START SUPPLIED ENTRIES

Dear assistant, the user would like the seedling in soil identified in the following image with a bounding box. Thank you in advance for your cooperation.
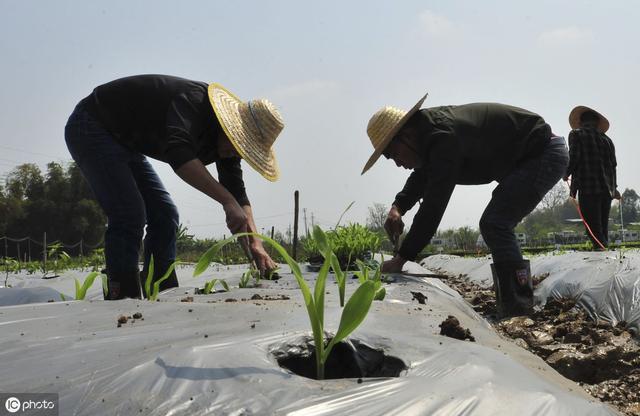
[144,256,179,301]
[194,225,377,380]
[198,278,230,294]
[238,268,261,288]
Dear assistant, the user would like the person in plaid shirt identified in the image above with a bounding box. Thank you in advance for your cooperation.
[565,106,621,249]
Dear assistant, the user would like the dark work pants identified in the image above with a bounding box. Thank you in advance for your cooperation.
[480,137,569,263]
[578,193,612,248]
[64,104,179,279]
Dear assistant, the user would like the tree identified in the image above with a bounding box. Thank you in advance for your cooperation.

END SUPPLIED ENTRIES

> TASK BRIEF:
Each record above is to be written out exactly; the pictures are not.

> WRITTEN ANSWER:
Dear assistant, the user would like the seedling in soil identified in the following image with a bounding box. Thank you in advance for your cooperation.
[144,256,179,301]
[194,225,377,380]
[198,278,230,294]
[238,268,261,288]
Dear assistant, the user would like the person in plaid shirt identified in the image above with a bounding box. Thank you in advance for your cooperation.
[565,106,621,249]
Dear assistant, the user would like the dark work pants identified in the image above with a bounding box. Thank you in advance for your cooperation.
[480,137,569,263]
[578,193,612,248]
[64,104,179,279]
Dear assistant, the user would like the tree identified in the image above with a bounding box. Thank you in advance for your cooperation.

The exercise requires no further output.